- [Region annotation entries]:
====
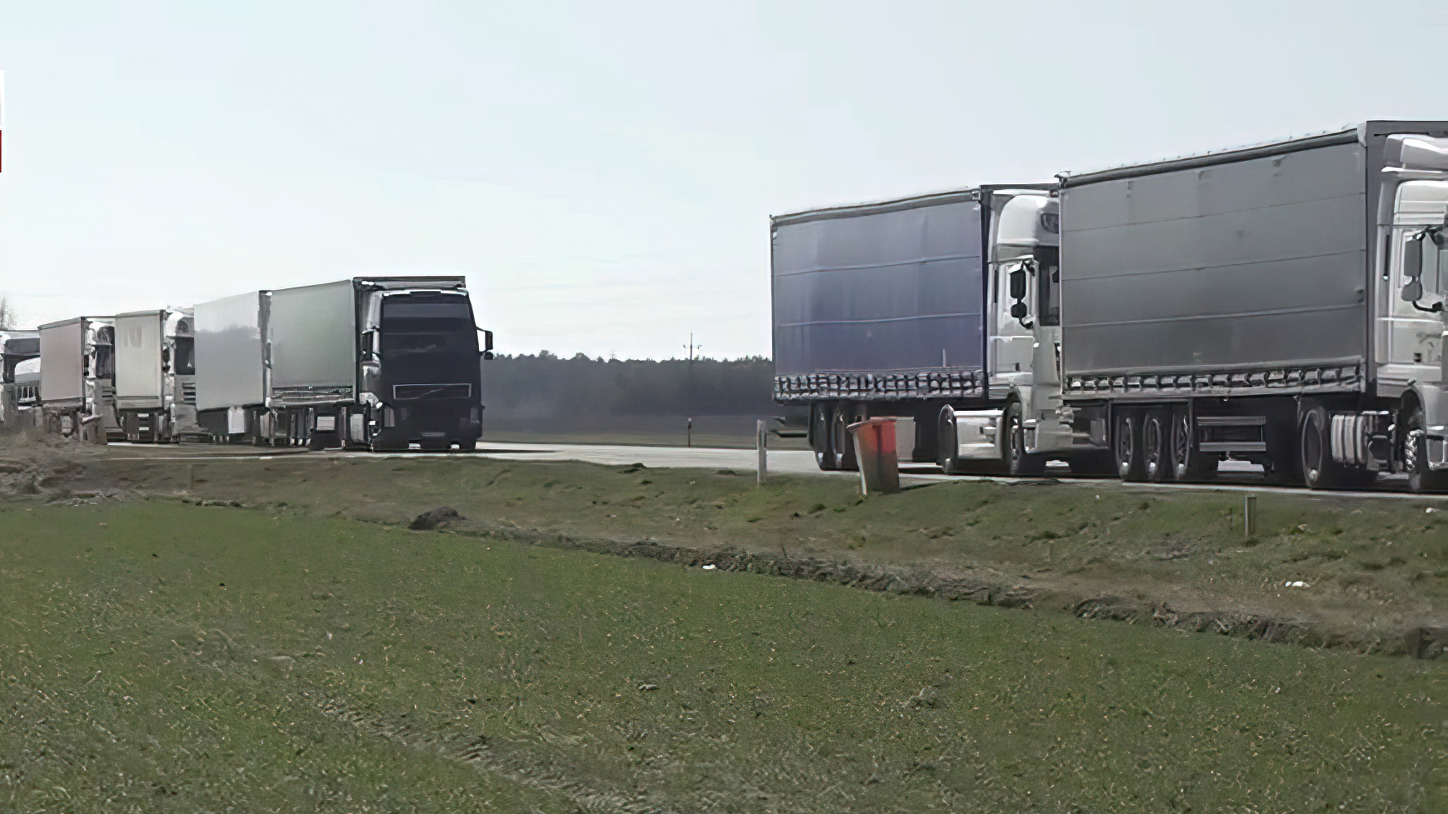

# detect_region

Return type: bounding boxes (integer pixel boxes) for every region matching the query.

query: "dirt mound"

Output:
[0,433,116,501]
[407,505,465,532]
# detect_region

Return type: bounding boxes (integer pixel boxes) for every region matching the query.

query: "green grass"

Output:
[0,501,1448,813]
[106,458,1448,650]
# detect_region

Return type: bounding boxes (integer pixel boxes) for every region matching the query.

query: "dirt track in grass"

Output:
[0,431,1448,658]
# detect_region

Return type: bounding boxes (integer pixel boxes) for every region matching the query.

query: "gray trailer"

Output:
[193,291,269,440]
[772,185,1056,471]
[1027,122,1448,490]
[195,277,492,449]
[0,330,41,429]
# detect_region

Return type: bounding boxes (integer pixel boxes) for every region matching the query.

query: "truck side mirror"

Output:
[1011,267,1025,301]
[1403,229,1428,282]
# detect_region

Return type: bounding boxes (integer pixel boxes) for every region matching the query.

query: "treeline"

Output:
[482,351,779,419]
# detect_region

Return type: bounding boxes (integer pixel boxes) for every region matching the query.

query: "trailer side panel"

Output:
[772,197,985,400]
[41,319,85,407]
[1061,142,1370,397]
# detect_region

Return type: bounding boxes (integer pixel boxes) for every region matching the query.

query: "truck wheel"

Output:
[1403,407,1448,494]
[809,403,834,472]
[1171,407,1222,482]
[1111,410,1147,481]
[1003,401,1045,478]
[830,401,856,472]
[1141,410,1176,484]
[1297,404,1344,490]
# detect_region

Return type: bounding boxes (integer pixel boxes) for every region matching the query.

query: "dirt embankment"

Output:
[0,432,122,503]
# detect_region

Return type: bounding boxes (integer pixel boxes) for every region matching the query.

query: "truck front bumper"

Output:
[954,410,1002,461]
[1423,427,1448,469]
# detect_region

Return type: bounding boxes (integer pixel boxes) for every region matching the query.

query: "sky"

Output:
[0,0,1448,358]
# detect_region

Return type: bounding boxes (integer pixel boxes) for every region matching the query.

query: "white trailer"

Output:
[39,317,120,443]
[116,309,201,442]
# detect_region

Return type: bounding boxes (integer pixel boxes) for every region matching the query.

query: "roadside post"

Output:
[849,419,901,495]
[754,419,769,485]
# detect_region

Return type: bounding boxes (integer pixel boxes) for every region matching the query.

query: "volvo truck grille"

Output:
[392,384,472,401]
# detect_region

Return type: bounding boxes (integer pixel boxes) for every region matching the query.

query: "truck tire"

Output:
[1297,404,1345,490]
[1111,408,1147,481]
[1171,407,1222,484]
[1141,410,1176,484]
[809,401,834,472]
[1001,401,1045,478]
[830,401,857,472]
[1403,406,1448,494]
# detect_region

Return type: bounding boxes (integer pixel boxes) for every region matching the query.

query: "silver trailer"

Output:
[116,309,201,442]
[770,185,1057,474]
[1025,122,1448,490]
[39,317,120,443]
[0,330,41,429]
[195,277,491,449]
[6,356,45,430]
[194,291,269,439]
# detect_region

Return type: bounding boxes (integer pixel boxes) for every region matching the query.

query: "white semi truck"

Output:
[195,277,492,450]
[0,330,41,429]
[770,184,1109,475]
[39,317,120,443]
[996,122,1448,491]
[116,309,203,443]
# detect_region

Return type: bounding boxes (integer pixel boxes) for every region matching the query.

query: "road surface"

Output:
[102,439,1448,501]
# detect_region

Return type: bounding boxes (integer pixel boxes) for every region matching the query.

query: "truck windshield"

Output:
[382,298,478,382]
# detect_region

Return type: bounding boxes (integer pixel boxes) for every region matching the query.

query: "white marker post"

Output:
[754,419,769,485]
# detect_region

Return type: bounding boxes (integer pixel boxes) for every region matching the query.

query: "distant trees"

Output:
[482,351,779,419]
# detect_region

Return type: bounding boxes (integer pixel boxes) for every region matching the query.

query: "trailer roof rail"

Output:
[769,182,1056,226]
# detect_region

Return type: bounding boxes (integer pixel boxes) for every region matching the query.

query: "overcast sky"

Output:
[0,0,1448,358]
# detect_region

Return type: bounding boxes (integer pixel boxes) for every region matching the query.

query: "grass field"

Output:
[96,456,1448,652]
[0,498,1448,813]
[484,416,809,449]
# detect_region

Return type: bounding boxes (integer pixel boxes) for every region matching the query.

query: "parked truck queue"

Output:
[772,122,1448,491]
[0,277,492,450]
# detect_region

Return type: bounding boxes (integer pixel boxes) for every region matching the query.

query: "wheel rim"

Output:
[1141,419,1164,477]
[1116,416,1135,472]
[1008,411,1025,463]
[1171,413,1192,475]
[830,413,849,461]
[1302,416,1322,484]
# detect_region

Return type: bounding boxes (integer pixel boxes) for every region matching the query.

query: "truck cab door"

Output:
[990,261,1035,387]
[1378,181,1448,384]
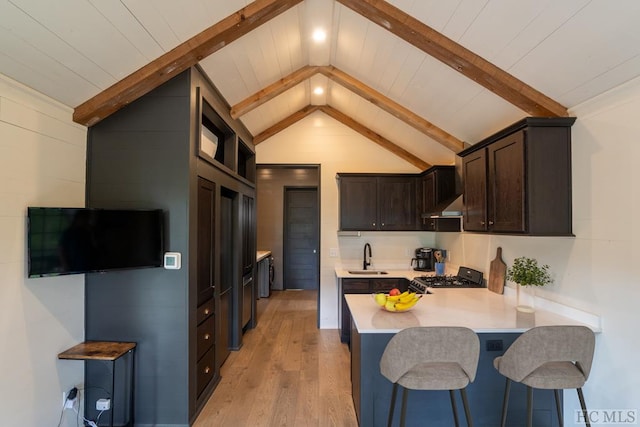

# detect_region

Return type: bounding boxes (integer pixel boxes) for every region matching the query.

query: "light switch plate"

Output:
[164,252,182,270]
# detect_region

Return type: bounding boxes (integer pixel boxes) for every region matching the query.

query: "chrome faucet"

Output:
[362,243,371,270]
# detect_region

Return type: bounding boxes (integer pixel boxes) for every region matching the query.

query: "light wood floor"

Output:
[194,291,358,427]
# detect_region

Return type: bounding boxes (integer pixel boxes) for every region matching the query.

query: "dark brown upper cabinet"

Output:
[458,117,575,236]
[338,173,418,231]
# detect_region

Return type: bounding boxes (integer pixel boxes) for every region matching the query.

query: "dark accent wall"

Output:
[85,73,193,425]
[85,68,255,426]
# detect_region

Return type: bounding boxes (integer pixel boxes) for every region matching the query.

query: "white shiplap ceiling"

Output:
[0,0,640,164]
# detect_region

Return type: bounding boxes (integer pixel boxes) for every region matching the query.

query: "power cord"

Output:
[57,387,109,427]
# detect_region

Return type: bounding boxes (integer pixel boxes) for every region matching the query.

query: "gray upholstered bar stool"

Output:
[493,326,595,427]
[380,327,480,427]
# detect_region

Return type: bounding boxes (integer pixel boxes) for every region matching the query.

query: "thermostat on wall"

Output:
[164,252,181,270]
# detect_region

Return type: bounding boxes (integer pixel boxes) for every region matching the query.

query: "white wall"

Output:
[257,79,640,426]
[0,75,86,426]
[438,79,640,425]
[256,112,453,328]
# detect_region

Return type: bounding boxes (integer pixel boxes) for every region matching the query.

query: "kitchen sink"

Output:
[349,270,389,275]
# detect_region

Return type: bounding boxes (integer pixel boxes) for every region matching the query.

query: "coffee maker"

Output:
[411,248,437,271]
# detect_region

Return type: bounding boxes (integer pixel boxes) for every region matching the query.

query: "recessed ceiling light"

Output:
[313,28,327,43]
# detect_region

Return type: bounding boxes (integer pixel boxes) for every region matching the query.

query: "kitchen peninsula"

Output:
[345,288,600,427]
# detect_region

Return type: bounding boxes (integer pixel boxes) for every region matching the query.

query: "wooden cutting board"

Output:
[488,247,507,294]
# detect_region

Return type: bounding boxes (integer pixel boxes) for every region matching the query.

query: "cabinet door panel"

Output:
[420,173,436,213]
[340,177,378,230]
[488,131,526,233]
[196,178,215,305]
[462,150,487,231]
[378,177,417,230]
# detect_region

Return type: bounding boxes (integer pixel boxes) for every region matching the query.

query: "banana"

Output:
[398,292,416,304]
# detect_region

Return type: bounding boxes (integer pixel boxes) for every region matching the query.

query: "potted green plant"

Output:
[507,257,553,313]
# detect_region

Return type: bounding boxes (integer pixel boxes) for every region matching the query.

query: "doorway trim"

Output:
[256,163,322,328]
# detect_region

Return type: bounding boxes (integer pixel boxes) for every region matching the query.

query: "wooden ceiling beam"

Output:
[318,105,431,170]
[231,66,465,153]
[253,105,320,145]
[230,65,320,119]
[337,0,568,117]
[320,66,465,153]
[73,0,303,126]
====
Rewrite every one of the records above, changing "integer pixel boxes" to "whole-number pixel boxes" and keeping everything else the same. Omit the pictures from your answer.

- [ANSWER TO THIS PROBLEM]:
# detect_region

Return type: bounding boxes (whole-number pixel boxes) for every region matching the query.

query: "dirt mound"

Output:
[0,433,116,501]
[407,505,465,532]
# detect_region

Return type: bounding boxes (whole-number pixel boxes) for every region matching the query.

query: "green grass"

Output:
[0,501,1448,813]
[106,458,1448,650]
# detect_region

Return type: bounding boxes (whole-number pixel boxes) for every region matching the query.

query: "dirt track in grass"

Output:
[0,431,1448,658]
# detect_region

Return type: bounding boxes (whole-number pixel boxes) for every region matching the query.

query: "gray trailer"

Output:
[193,291,269,440]
[772,185,1056,471]
[1027,122,1448,490]
[195,277,492,449]
[0,330,41,429]
# detect_region

Return type: bounding boxes (whole-number pixel boxes) for every region matching the query.

query: "truck side mirror"

Output:
[1011,267,1025,301]
[1403,229,1428,282]
# detect_region

Return type: bounding boxes (whole-number pixel boxes) for every region matching the query.

query: "treeline"

Output:
[482,351,779,419]
# detect_region

Return type: bounding boxes (whole-number pixel boxes) for every region matching the query.

query: "trailer side panel"

Output:
[772,197,985,400]
[41,319,85,407]
[1061,142,1370,397]
# detect_region

Return type: bounding boxes (whole-number pixel boxes) for every region matching the query.

query: "truck wheel"

Output:
[1403,407,1448,494]
[809,403,834,472]
[1171,407,1222,482]
[1111,410,1147,481]
[1003,401,1045,478]
[830,401,856,472]
[1141,410,1176,484]
[1297,404,1344,490]
# detect_region

Return type: bounding boxes (whole-number pixel boxes) for every region matching the query.

query: "dirt embankment"

Output:
[0,432,122,503]
# detect_region

Return type: bounding boxes (whole-number pixel boxes) for every region matching the query.

query: "truck front bumper"

Output:
[954,410,1002,461]
[1423,427,1448,469]
# detect_region

Return type: bounding boxes (whole-number pixel boxes) for every region matching the query.

query: "sky"

Output:
[0,0,1448,358]
# detect_region

Return type: bounding boxes (whole-number pixel boxes) for every region matching the query.

query: "white trailer"

Output:
[39,317,120,443]
[116,309,201,442]
# detect_region

Return type: bounding boxes (whole-number pixel boxes) for every region matching the query.

query: "roadside post"

Output:
[849,419,901,495]
[754,419,769,485]
# detect_region

Return type: bounding boxes (whole-number pixel boxes) for every region matching the query.

query: "volvo truck grille"

Output:
[392,384,472,401]
# detect_region

Return type: bounding boxes (whole-number pixel boxes) for every region matching the query.

query: "truck tire"

Output:
[1297,404,1345,490]
[1111,408,1147,481]
[1171,407,1222,484]
[1141,410,1176,484]
[809,401,834,472]
[1001,401,1045,478]
[830,401,857,472]
[1403,406,1448,494]
# detect_region

Return type: bounding boxes (whole-number pixel boxes) for every region matching the query.

query: "silver trailer"

Output:
[116,309,201,442]
[770,185,1057,474]
[1025,122,1448,490]
[39,317,120,443]
[0,330,41,429]
[195,277,491,449]
[6,356,45,430]
[194,291,269,439]
# detect_region

Return type: bounding boxes (whole-number pixel boxes) for every region matching the query.

query: "white semi truck"

Output:
[195,277,492,450]
[0,330,41,429]
[770,184,1109,475]
[39,317,120,443]
[996,122,1448,491]
[116,309,203,443]
# detect_region

Return type: bounding boxes (whole-number pixel boxes) for every region matching the query.

query: "road surface"

Output:
[102,439,1448,501]
# detect_region

Return type: bounding boxes (whole-number pixel boxes) for every region matching the query.

query: "truck windshield"

Output:
[382,298,478,382]
# detect_region

Return type: bounding boxes (whole-number pixel boxes) for every region matching the query.

query: "white marker post"

Output:
[754,419,769,485]
# detect_region

Return type: bounding boxes (whole-number pixel boxes) for every region matching the query.

query: "distant trees"

Output:
[482,351,779,419]
# detect_region

Return type: bounding boxes (whole-number pixel boxes) for every region matching the query.

query: "trailer roof rail"

Output:
[769,182,1056,226]
# detect_region

Return type: bounding boxes (whole-number pixel boxes) for every region matching the query.

query: "overcast sky"

Output:
[0,0,1448,358]
# detect_region

Return type: bounding boxes (whole-number pixel boxes) for every region matching the query.

query: "grass field"

Output:
[96,456,1448,652]
[0,498,1448,813]
[484,416,809,449]
# detect_region

Return type: bounding boxes (whole-number pixel boxes) for every region matching the query.

query: "parked truck queue"

Output:
[772,122,1448,491]
[0,277,492,450]
# detect_region

Return type: bounding boxes (whole-number pixel boxes) for every region matching the query.

query: "wheel rim"

Output:
[1141,419,1164,477]
[1116,416,1135,472]
[1008,411,1025,463]
[1171,413,1192,475]
[830,413,849,461]
[1302,416,1322,484]
# detect_region

Return type: bounding boxes (whole-number pixel boxes) for every region matching the query.

query: "truck cab door"

Output:
[990,261,1035,387]
[1378,181,1448,384]

# detect_region

Return type: bounding boxes (whole-number pixel boxes) for every region matching the query.

query: "light switch plate"

Output:
[164,252,182,270]
# detect_region

Return type: bounding boxes (whole-number pixel boxes) for every region matching the query.

query: "chrome faucet"

Output:
[362,243,371,270]
# detect_region

Return type: bounding boxes (whole-number pixel boxes) for every region matching the query.

query: "light wood floor"

Output:
[194,291,358,427]
# detect_region

Return type: bounding boxes (whole-number pixel boxes) for every region matching the query.

query: "dark brown upper cabinet"

Output:
[458,117,575,236]
[338,173,418,231]
# detect_region

Return type: bounding boxes (whole-number pixel boxes) for every region matching the query.

query: "dark accent wall"

Output:
[85,73,193,425]
[85,68,255,426]
# detect_region

Return type: bounding boxes (whole-number pixel boxes) for every region matching the query.

query: "white shiplap ceiling"

Output:
[0,0,640,164]
# detect_region

Return type: bounding boxes (whole-number pixel boxes) for every region matching the query.

query: "power cord"

Output:
[57,387,109,427]
# detect_region

Return type: bounding boxes (whole-number pixel boxes) for every region matching the query.

query: "gray upholstered bar stool"

Output:
[493,326,595,427]
[380,327,480,427]
# detect_region

Return type: bounding boxes (whole-number pixel boxes) for every region matching the query.

query: "thermostat on wall"

Output:
[164,252,181,270]
# detect_region

Return type: bounding boxes (whole-number pixel boxes) for every region matching the query.

query: "white wall"

Output:
[257,79,640,426]
[0,75,86,426]
[438,79,640,425]
[256,112,453,328]
# detect_region

Return type: bounding boxes (whole-number pixel boxes) for every region matching the query.

query: "kitchen sink"

Output:
[349,270,389,275]
# detect_region

Return type: bounding boxes (whole-number pixel boxes) for every region matching the query.

query: "coffee maker"

Output:
[411,248,437,271]
# detect_region

Return type: bounding boxes (whole-number pixel boxes) for every region matching the query.

query: "recessed ceiling light"

Output:
[313,28,327,43]
# detect_region

Return type: bounding boxes (whole-number pixel boxes) for every region matching the query.

query: "kitchen peninsula"

Output:
[345,288,600,427]
# detect_region

Return type: bounding boxes (whole-number pixel boxes) for every region matching the query.

query: "wooden cutting board"

Output:
[488,247,507,294]
# detect_region

Return type: bounding boxes (whole-number pixel boxes) for every region matching the query.

query: "cabinet door panel"

Output:
[420,173,436,213]
[340,177,378,230]
[488,131,526,233]
[196,178,215,305]
[462,150,487,231]
[378,177,417,230]
# detect_region

Return type: bounding boxes (whole-number pixel boxes) for every region matching the query.

query: "banana"

Output:
[398,292,416,304]
# detect_region

Return type: bounding boxes (whole-number pixel boxes) for every region matching the query.

query: "potted green plant"

Output:
[507,257,553,313]
# detect_region

Return type: bounding boxes (whole-number pixel boxes) for every region matching the query.

query: "doorway trim"

Output:
[256,163,322,328]
# detect_region

Return type: bounding boxes (whole-number pixel boxes) for every region matching the query.

query: "wooden ceiling beam"

Output:
[318,105,431,170]
[231,66,465,153]
[253,105,320,145]
[230,65,320,119]
[337,0,568,117]
[320,66,465,153]
[73,0,303,126]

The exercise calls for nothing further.